* WHAT YOU WILL DO *
Please return, with no alterations, the lines below from the very first through the one that contains "positive clicks: (94, 389)".

* PROVIDED DATA *
***

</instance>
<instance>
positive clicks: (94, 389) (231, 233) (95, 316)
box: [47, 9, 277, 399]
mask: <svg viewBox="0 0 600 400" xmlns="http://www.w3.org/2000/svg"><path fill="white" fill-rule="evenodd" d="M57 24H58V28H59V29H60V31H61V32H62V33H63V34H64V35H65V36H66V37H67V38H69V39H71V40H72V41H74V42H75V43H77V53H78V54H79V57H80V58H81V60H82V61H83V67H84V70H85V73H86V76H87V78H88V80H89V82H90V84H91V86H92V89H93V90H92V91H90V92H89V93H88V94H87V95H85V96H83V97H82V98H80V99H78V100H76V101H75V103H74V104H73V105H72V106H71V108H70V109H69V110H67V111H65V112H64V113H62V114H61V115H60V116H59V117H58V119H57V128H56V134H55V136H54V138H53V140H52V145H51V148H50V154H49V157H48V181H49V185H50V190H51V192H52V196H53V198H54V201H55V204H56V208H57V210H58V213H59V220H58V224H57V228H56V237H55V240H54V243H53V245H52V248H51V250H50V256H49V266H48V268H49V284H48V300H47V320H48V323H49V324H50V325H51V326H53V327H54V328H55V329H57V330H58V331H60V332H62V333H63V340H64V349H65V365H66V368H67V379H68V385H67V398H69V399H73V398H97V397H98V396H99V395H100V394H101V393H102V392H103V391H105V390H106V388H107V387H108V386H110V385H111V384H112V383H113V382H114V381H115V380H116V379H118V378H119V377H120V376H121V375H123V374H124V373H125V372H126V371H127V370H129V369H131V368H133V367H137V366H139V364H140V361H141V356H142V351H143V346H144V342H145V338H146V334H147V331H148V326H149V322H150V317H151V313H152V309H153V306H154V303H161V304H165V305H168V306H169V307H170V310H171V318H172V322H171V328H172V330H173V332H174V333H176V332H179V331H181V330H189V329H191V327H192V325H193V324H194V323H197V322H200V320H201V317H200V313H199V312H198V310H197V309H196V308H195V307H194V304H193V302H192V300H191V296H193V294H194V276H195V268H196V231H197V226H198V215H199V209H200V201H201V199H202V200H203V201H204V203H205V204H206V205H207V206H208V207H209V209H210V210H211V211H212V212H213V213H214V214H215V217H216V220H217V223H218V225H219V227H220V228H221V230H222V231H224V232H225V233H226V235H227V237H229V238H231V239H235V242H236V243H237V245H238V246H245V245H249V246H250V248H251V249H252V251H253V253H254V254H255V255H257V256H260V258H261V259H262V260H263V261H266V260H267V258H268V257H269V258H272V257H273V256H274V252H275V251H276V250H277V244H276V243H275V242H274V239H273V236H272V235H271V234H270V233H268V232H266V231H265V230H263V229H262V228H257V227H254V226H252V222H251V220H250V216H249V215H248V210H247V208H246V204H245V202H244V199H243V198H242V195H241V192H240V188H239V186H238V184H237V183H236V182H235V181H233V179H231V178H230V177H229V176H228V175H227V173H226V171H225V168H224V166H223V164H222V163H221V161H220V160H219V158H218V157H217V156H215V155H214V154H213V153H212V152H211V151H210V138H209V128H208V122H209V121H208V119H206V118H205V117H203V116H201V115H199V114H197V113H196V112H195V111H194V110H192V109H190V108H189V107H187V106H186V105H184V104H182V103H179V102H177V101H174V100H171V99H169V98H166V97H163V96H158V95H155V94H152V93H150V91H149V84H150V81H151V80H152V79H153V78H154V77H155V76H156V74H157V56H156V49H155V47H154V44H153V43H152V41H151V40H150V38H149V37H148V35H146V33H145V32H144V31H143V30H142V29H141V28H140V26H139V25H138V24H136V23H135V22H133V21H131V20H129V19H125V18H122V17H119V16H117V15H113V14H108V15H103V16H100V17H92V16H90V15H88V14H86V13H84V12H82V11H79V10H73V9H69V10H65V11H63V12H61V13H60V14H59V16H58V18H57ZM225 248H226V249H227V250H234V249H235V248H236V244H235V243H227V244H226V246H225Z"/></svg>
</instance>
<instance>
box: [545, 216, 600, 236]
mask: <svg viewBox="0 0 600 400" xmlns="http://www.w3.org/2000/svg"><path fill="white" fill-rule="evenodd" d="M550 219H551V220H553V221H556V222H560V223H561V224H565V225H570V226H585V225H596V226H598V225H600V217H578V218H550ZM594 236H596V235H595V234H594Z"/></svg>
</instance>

***

* RESPONSE BELOW *
</instance>
<instance>
positive clicks: (94, 389) (231, 233) (95, 316)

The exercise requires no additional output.